= What you have to do =
In the records below, locate the line containing "the side mirror"; output that line and every following line through the last, exactly.

= Provided records =
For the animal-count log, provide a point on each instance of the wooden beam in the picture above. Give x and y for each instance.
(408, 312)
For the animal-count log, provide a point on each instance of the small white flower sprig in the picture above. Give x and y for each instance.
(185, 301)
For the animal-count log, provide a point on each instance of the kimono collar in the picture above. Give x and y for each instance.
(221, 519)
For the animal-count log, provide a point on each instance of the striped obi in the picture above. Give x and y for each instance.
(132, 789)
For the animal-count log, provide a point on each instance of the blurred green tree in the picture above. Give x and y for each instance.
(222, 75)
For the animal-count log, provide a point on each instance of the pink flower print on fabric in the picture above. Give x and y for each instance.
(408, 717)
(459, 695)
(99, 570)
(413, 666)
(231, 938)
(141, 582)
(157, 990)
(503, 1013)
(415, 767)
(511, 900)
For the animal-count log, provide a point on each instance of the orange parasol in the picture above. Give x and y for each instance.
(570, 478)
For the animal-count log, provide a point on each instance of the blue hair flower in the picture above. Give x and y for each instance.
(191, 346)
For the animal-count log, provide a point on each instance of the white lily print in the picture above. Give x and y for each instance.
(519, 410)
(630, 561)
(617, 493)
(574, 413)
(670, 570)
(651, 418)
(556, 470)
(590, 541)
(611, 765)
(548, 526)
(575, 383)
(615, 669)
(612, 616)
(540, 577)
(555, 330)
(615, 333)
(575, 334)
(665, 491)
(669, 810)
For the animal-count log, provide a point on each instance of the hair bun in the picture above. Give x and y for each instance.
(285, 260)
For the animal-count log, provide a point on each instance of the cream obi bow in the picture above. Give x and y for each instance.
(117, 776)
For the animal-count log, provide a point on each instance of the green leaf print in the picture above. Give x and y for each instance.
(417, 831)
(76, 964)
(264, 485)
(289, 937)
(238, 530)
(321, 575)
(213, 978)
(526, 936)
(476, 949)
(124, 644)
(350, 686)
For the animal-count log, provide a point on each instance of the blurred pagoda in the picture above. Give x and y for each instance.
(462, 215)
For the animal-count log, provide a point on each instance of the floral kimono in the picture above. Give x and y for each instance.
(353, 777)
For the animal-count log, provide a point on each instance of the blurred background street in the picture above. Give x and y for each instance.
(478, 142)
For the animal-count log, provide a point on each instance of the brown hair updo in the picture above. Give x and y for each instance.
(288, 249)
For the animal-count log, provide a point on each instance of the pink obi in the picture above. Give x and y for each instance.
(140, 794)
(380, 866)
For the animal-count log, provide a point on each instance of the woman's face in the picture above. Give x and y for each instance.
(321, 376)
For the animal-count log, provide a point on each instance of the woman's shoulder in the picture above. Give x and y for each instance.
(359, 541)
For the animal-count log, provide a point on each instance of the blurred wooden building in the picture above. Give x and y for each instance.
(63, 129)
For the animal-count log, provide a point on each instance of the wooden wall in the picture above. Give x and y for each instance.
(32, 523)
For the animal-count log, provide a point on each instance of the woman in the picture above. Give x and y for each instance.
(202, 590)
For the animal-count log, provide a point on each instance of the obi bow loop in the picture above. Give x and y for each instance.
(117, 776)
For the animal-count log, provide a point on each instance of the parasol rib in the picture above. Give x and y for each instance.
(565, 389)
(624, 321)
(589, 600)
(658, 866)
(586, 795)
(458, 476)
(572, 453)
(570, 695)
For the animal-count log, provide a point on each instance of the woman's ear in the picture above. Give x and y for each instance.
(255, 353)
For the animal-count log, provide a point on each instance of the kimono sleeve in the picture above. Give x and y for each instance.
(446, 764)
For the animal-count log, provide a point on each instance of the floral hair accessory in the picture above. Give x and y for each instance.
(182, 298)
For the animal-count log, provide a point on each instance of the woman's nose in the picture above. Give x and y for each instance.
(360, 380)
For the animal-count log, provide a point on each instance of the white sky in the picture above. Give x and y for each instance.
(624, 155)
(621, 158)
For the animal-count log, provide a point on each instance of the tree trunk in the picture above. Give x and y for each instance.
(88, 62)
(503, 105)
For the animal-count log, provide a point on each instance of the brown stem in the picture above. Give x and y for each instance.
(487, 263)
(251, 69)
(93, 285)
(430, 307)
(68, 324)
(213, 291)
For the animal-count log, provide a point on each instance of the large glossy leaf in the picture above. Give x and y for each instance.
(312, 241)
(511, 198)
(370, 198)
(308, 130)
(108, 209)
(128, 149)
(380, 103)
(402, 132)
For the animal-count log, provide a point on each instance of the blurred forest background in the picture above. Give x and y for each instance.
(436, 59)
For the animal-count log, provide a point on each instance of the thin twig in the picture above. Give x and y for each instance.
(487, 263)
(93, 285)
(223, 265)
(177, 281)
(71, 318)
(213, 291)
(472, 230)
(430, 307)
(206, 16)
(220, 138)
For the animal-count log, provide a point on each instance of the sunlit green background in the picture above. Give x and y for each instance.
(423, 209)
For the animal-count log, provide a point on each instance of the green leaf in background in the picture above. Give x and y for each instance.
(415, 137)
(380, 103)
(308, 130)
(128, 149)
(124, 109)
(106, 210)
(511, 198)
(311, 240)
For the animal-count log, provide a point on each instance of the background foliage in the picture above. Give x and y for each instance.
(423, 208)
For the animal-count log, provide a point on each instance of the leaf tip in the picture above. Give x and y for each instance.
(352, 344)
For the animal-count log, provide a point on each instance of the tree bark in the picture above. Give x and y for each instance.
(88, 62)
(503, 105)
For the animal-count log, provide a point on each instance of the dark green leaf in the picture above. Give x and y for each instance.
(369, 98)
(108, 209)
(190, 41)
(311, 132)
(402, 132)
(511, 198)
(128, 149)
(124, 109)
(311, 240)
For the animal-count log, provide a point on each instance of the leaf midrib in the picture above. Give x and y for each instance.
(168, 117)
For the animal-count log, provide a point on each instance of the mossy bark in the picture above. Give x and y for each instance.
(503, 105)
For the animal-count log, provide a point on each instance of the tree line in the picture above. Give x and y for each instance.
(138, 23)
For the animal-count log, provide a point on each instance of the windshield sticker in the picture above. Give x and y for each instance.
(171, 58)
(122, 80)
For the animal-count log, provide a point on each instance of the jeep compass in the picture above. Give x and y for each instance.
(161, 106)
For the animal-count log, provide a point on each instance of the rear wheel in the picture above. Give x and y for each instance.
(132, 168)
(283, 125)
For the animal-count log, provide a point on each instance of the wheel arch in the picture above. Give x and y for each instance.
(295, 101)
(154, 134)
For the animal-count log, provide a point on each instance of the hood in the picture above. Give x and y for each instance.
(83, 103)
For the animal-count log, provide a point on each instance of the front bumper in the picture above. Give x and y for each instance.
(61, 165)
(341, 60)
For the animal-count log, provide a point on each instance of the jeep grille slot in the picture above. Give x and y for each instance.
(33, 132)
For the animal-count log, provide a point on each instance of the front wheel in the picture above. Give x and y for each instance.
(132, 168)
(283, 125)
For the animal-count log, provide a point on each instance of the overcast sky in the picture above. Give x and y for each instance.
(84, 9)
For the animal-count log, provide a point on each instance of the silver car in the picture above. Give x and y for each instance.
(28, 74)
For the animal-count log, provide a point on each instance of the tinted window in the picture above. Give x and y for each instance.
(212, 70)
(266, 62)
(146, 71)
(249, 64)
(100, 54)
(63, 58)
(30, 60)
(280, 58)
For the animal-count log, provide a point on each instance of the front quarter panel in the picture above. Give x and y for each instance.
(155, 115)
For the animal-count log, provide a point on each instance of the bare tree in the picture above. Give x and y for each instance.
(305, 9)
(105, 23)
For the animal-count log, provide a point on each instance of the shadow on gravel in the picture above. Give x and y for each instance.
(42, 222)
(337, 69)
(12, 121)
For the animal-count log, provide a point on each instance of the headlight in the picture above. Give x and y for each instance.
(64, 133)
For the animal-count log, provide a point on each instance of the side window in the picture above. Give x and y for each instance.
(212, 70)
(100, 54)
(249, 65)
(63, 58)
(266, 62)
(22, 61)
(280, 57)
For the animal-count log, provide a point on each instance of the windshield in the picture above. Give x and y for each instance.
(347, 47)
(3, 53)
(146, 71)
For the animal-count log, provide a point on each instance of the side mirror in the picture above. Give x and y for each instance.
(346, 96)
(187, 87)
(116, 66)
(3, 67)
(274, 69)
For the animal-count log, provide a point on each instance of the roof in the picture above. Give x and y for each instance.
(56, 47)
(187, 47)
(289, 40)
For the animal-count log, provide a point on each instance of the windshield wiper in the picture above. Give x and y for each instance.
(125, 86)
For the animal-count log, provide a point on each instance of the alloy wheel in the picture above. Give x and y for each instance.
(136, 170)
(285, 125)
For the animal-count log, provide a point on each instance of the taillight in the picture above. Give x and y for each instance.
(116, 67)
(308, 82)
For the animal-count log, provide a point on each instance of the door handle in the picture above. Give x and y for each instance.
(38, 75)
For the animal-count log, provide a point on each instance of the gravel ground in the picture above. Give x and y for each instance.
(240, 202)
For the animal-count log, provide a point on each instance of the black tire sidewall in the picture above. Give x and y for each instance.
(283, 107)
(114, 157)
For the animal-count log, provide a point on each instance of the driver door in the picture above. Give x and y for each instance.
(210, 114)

= Solution to this exercise =
For the animal-count log, provide a point on each instance of the side mirror in the picture above. Give x and y for each instance.
(346, 96)
(187, 87)
(116, 66)
(3, 67)
(274, 69)
For the animal-count log, provide a point on each instance of the roof in the picture above. Give x and y for each instance.
(56, 47)
(187, 47)
(289, 40)
For the animal-count log, provide a point on each instance of the windshield wiper in the picture above. Give x and y for each instance.
(125, 86)
For the animal-count log, provide a point on each instance of the alloy wheel in the picture above. Give x and y for each instance.
(136, 170)
(285, 125)
For the animal-count log, provide a point on each instance of the taillight in the picture above. Give x and y for each instance.
(116, 67)
(308, 82)
For the animal-count log, provide a point on each instance of the door handle in the picture above. Give x and y for each instance.
(38, 75)
For the animal-count log, provide a point on each instance of the gravel ground in the picture above. Give x and y for each instance.
(240, 202)
For the animal-count log, provide a point on each instance of the black tire sidewall in the picture above. Give x and y for each instance.
(283, 107)
(114, 157)
For the animal-count log, provide a point on each instance of the driver door in the picture above. Give x and y for each instance.
(210, 114)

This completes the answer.